Consider the state space $S = \{ 0, 1, 2, ...\}$ and a Markov chain defined by the transition probabilities $p(x, x+1) = 1-\alpha_x$, and $p(x, 0) = \alpha_x$. Assume $0 < \alpha_x < 1$ so the chain is irreducible. I have concluded that the chain is transient if and only if $\prod_x(1-\alpha_x) > 0$. I now need to show that being transient implies that $P^x(\tau_y < \infty) = 1$ for $x < y$.
In other words, you are forced to exit to the right if the chain is transient. Intuitively this makes sense, since otherwise you will be constrained to a finite set with positive probability, and chains on a finite state space are recurrent. However I'm not sure how to formalize this. Any help will be appreciated.
....
_WRITTEN TASK 1_
From the records below, pull out every line that contains the word "pitcher" and copy each one. Case counts.

_RECORDS SHOWN_
....
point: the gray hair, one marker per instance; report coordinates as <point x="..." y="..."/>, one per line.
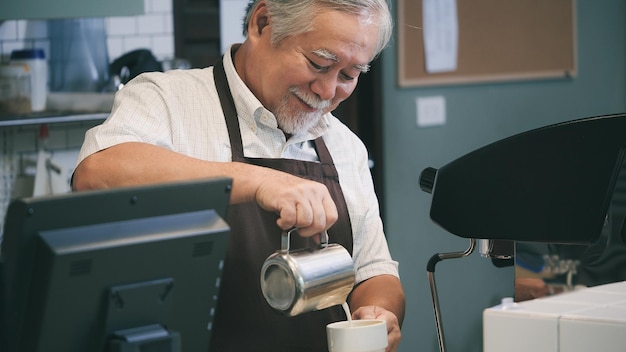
<point x="293" y="17"/>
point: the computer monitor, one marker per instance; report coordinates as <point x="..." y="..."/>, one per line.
<point x="124" y="269"/>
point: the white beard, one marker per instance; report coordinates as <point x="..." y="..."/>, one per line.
<point x="293" y="122"/>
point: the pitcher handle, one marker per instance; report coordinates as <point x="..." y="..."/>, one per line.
<point x="285" y="238"/>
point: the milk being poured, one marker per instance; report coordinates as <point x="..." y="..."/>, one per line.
<point x="346" y="309"/>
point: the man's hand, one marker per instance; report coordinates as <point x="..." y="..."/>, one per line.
<point x="393" y="326"/>
<point x="300" y="203"/>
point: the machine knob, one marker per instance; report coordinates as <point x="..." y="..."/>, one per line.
<point x="427" y="179"/>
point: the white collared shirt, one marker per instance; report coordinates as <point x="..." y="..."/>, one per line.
<point x="180" y="110"/>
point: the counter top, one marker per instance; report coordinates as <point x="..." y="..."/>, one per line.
<point x="50" y="117"/>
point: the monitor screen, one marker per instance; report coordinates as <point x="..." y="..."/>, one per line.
<point x="124" y="269"/>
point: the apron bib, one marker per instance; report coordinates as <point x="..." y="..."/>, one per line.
<point x="244" y="321"/>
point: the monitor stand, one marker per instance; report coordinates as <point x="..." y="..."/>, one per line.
<point x="150" y="338"/>
<point x="146" y="301"/>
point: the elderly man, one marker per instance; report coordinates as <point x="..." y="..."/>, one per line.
<point x="262" y="116"/>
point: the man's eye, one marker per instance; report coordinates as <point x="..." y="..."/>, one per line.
<point x="316" y="66"/>
<point x="346" y="77"/>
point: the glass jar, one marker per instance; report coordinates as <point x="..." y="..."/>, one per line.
<point x="14" y="89"/>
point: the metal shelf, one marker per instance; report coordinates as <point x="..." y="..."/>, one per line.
<point x="51" y="118"/>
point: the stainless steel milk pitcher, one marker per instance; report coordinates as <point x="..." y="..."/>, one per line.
<point x="307" y="279"/>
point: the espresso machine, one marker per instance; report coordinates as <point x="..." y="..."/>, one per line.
<point x="551" y="184"/>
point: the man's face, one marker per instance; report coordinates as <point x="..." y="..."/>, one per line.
<point x="309" y="74"/>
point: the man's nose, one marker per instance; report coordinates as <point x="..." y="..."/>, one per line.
<point x="325" y="87"/>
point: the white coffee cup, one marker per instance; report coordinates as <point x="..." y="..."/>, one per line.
<point x="367" y="335"/>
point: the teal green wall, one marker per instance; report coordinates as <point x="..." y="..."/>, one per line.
<point x="478" y="115"/>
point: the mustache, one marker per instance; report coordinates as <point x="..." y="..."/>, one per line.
<point x="310" y="99"/>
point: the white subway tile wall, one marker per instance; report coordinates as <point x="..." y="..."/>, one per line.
<point x="154" y="30"/>
<point x="19" y="145"/>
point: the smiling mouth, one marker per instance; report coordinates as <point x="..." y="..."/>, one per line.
<point x="316" y="105"/>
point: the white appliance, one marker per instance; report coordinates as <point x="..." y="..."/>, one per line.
<point x="588" y="319"/>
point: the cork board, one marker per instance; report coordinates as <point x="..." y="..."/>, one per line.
<point x="497" y="41"/>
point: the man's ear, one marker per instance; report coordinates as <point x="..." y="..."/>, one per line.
<point x="259" y="20"/>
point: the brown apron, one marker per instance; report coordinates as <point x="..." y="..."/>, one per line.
<point x="244" y="321"/>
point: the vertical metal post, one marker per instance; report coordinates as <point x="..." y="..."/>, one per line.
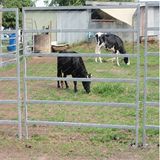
<point x="137" y="75"/>
<point x="25" y="74"/>
<point x="145" y="74"/>
<point x="18" y="77"/>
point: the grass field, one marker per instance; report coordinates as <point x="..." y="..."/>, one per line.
<point x="81" y="143"/>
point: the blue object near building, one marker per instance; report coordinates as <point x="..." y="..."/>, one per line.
<point x="12" y="42"/>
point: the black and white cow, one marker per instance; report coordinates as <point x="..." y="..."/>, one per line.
<point x="72" y="66"/>
<point x="111" y="42"/>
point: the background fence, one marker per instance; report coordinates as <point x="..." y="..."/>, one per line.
<point x="147" y="79"/>
<point x="13" y="53"/>
<point x="28" y="53"/>
<point x="135" y="81"/>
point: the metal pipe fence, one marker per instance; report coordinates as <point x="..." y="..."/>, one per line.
<point x="27" y="78"/>
<point x="15" y="55"/>
<point x="147" y="79"/>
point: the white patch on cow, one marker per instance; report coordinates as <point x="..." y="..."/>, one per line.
<point x="117" y="59"/>
<point x="128" y="62"/>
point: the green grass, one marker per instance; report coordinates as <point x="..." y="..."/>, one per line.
<point x="93" y="143"/>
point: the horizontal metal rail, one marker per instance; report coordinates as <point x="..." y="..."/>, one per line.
<point x="152" y="54"/>
<point x="155" y="104"/>
<point x="79" y="103"/>
<point x="7" y="31"/>
<point x="152" y="28"/>
<point x="74" y="124"/>
<point x="8" y="101"/>
<point x="79" y="30"/>
<point x="81" y="79"/>
<point x="152" y="78"/>
<point x="77" y="55"/>
<point x="79" y="7"/>
<point x="8" y="78"/>
<point x="156" y="127"/>
<point x="8" y="55"/>
<point x="8" y="122"/>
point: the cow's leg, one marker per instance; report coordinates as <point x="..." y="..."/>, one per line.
<point x="66" y="81"/>
<point x="98" y="51"/>
<point x="117" y="59"/>
<point x="59" y="74"/>
<point x="75" y="86"/>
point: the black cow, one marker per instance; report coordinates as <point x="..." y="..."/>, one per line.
<point x="111" y="42"/>
<point x="72" y="66"/>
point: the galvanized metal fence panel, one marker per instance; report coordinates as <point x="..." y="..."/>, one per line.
<point x="14" y="54"/>
<point x="147" y="54"/>
<point x="75" y="103"/>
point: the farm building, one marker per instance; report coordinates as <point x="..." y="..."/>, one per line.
<point x="39" y="19"/>
<point x="112" y="20"/>
<point x="89" y="19"/>
<point x="64" y="19"/>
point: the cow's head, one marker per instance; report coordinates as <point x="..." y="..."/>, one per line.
<point x="86" y="84"/>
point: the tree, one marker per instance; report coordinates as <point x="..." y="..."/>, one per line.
<point x="9" y="19"/>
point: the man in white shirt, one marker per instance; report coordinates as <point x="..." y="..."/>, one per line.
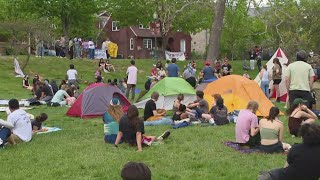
<point x="72" y="75"/>
<point x="132" y="73"/>
<point x="17" y="128"/>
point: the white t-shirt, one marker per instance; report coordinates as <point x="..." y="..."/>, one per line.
<point x="91" y="45"/>
<point x="132" y="73"/>
<point x="21" y="124"/>
<point x="72" y="74"/>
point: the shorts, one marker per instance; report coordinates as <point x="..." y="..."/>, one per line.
<point x="276" y="81"/>
<point x="274" y="148"/>
<point x="4" y="134"/>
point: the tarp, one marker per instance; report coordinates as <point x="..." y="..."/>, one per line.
<point x="237" y="91"/>
<point x="178" y="55"/>
<point x="17" y="68"/>
<point x="283" y="61"/>
<point x="95" y="99"/>
<point x="169" y="88"/>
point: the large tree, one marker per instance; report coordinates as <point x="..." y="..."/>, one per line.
<point x="216" y="31"/>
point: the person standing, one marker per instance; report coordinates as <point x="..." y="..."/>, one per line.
<point x="299" y="79"/>
<point x="173" y="69"/>
<point x="72" y="75"/>
<point x="91" y="47"/>
<point x="132" y="73"/>
<point x="276" y="77"/>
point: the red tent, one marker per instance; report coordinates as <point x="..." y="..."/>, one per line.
<point x="95" y="99"/>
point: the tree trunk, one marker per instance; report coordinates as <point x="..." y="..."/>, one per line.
<point x="216" y="31"/>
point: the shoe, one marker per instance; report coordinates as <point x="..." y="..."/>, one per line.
<point x="165" y="135"/>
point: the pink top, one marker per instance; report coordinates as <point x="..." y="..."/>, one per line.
<point x="245" y="121"/>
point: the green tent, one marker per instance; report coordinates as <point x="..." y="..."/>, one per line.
<point x="169" y="88"/>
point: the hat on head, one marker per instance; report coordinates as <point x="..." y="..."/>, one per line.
<point x="302" y="55"/>
<point x="299" y="101"/>
<point x="114" y="102"/>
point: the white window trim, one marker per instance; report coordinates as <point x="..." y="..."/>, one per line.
<point x="114" y="27"/>
<point x="131" y="43"/>
<point x="147" y="43"/>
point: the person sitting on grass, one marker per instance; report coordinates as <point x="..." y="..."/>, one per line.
<point x="37" y="123"/>
<point x="218" y="114"/>
<point x="60" y="98"/>
<point x="177" y="102"/>
<point x="247" y="128"/>
<point x="198" y="107"/>
<point x="131" y="130"/>
<point x="302" y="160"/>
<point x="109" y="66"/>
<point x="135" y="171"/>
<point x="17" y="128"/>
<point x="271" y="131"/>
<point x="152" y="116"/>
<point x="111" y="120"/>
<point x="299" y="114"/>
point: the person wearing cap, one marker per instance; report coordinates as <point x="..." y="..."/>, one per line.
<point x="208" y="73"/>
<point x="299" y="79"/>
<point x="299" y="114"/>
<point x="111" y="119"/>
<point x="135" y="170"/>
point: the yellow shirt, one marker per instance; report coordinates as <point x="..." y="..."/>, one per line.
<point x="299" y="74"/>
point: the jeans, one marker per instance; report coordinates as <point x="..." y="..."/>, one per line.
<point x="91" y="53"/>
<point x="162" y="121"/>
<point x="265" y="87"/>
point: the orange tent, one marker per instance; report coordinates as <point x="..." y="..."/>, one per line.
<point x="237" y="91"/>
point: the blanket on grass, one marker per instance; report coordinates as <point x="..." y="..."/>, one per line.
<point x="50" y="129"/>
<point x="237" y="147"/>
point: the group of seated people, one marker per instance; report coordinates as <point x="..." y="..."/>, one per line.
<point x="19" y="127"/>
<point x="46" y="92"/>
<point x="268" y="132"/>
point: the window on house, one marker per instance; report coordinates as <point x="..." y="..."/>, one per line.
<point x="147" y="43"/>
<point x="131" y="44"/>
<point x="115" y="26"/>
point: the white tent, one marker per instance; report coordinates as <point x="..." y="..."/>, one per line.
<point x="17" y="68"/>
<point x="283" y="61"/>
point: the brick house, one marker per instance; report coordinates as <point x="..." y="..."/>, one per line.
<point x="139" y="41"/>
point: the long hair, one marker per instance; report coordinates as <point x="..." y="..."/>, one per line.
<point x="310" y="134"/>
<point x="273" y="113"/>
<point x="133" y="116"/>
<point x="115" y="112"/>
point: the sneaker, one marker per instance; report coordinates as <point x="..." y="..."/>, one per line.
<point x="165" y="135"/>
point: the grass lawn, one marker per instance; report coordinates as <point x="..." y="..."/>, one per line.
<point x="79" y="151"/>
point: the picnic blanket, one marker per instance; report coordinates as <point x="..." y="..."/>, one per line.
<point x="50" y="129"/>
<point x="237" y="147"/>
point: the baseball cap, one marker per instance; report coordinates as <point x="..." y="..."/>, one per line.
<point x="114" y="102"/>
<point x="299" y="101"/>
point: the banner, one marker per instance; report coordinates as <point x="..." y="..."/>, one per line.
<point x="178" y="55"/>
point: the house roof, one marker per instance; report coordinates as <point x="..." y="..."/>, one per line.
<point x="143" y="32"/>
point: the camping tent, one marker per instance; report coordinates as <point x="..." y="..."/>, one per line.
<point x="169" y="88"/>
<point x="237" y="91"/>
<point x="283" y="61"/>
<point x="94" y="100"/>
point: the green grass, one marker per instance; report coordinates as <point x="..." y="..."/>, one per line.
<point x="79" y="151"/>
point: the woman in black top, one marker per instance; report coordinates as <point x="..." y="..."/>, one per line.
<point x="302" y="160"/>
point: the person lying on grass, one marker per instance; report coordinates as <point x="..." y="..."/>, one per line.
<point x="302" y="160"/>
<point x="299" y="114"/>
<point x="219" y="113"/>
<point x="17" y="128"/>
<point x="199" y="106"/>
<point x="131" y="130"/>
<point x="152" y="116"/>
<point x="271" y="131"/>
<point x="247" y="128"/>
<point x="37" y="123"/>
<point x="111" y="120"/>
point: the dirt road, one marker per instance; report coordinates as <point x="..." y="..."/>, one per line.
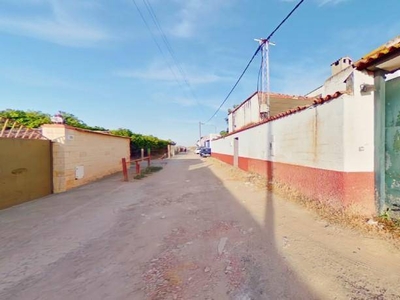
<point x="191" y="231"/>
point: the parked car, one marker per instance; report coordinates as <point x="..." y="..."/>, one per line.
<point x="205" y="152"/>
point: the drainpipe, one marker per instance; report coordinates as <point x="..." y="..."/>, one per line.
<point x="379" y="140"/>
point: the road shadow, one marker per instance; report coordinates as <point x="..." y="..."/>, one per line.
<point x="163" y="244"/>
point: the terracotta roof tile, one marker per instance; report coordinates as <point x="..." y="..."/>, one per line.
<point x="316" y="102"/>
<point x="273" y="95"/>
<point x="378" y="54"/>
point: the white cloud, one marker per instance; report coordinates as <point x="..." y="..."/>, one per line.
<point x="321" y="2"/>
<point x="59" y="22"/>
<point x="31" y="77"/>
<point x="160" y="72"/>
<point x="191" y="15"/>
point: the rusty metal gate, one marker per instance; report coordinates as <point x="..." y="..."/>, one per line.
<point x="25" y="164"/>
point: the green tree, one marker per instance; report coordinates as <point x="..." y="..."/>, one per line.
<point x="29" y="118"/>
<point x="223" y="133"/>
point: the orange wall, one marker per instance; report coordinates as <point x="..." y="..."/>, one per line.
<point x="344" y="188"/>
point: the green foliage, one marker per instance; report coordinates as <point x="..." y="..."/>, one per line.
<point x="35" y="119"/>
<point x="140" y="141"/>
<point x="122" y="132"/>
<point x="74" y="121"/>
<point x="29" y="118"/>
<point x="223" y="133"/>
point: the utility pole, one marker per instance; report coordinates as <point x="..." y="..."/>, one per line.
<point x="200" y="133"/>
<point x="265" y="81"/>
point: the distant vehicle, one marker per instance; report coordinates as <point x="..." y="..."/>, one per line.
<point x="205" y="152"/>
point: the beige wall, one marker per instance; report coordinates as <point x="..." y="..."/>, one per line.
<point x="97" y="153"/>
<point x="25" y="170"/>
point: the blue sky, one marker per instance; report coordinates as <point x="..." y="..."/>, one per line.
<point x="97" y="60"/>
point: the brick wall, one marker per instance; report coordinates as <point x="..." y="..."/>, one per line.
<point x="98" y="154"/>
<point x="326" y="152"/>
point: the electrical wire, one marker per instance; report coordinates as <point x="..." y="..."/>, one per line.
<point x="158" y="45"/>
<point x="169" y="48"/>
<point x="236" y="83"/>
<point x="254" y="55"/>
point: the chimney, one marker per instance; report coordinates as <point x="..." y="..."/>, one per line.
<point x="341" y="64"/>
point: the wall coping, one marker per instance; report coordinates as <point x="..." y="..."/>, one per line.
<point x="82" y="130"/>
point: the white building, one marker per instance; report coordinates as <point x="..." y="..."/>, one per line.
<point x="343" y="148"/>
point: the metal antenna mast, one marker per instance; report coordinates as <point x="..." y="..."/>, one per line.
<point x="265" y="80"/>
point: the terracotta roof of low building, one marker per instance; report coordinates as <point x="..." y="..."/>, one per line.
<point x="379" y="54"/>
<point x="273" y="95"/>
<point x="317" y="101"/>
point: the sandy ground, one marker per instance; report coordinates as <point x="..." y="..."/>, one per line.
<point x="190" y="231"/>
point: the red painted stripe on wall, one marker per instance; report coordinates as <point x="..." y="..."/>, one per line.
<point x="345" y="188"/>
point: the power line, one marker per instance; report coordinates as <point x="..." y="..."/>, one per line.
<point x="236" y="83"/>
<point x="254" y="55"/>
<point x="155" y="40"/>
<point x="169" y="48"/>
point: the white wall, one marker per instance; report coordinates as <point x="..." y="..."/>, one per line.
<point x="247" y="113"/>
<point x="337" y="135"/>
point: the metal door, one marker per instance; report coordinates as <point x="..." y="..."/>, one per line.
<point x="392" y="143"/>
<point x="236" y="152"/>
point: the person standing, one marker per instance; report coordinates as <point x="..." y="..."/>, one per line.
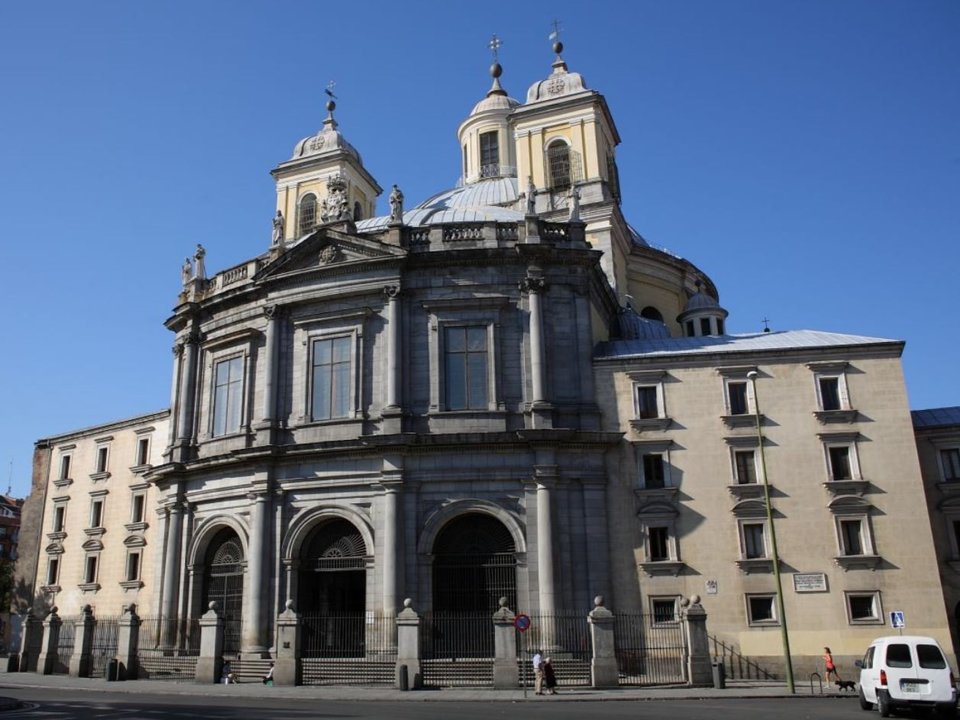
....
_WRITTEN TASK 2_
Carry on the forum post above about the transient Markov chain on the nonnegative integers, starting after its last sentence.

_ANSWER 1_
point: the pitcher handle, one marker per instance; report coordinates as <point x="..." y="..."/>, one per line.
point: the stainless steel milk pitcher, one marker per instance; report coordinates as <point x="..." y="..."/>, one per line.

_ANSWER 2_
Note that $$\prod_{j=0}^\infty (1-\alpha_j) = \mathbb P\left(\bigcap_{j=0}^\infty \{X_{j+1}=j+1\mid X_j=j\} \right)$$ and $$\bigcap_{j=0}^\infty \{X_{j+1}=j+1\mid X_j=j\}= \bigcap_{j=1}^\infty \{X_j\ne0\mid X_0=0 \},$$ so $\prod_{j=0}^\infty (1-\alpha_j)>0$ if and only if the chain is transient.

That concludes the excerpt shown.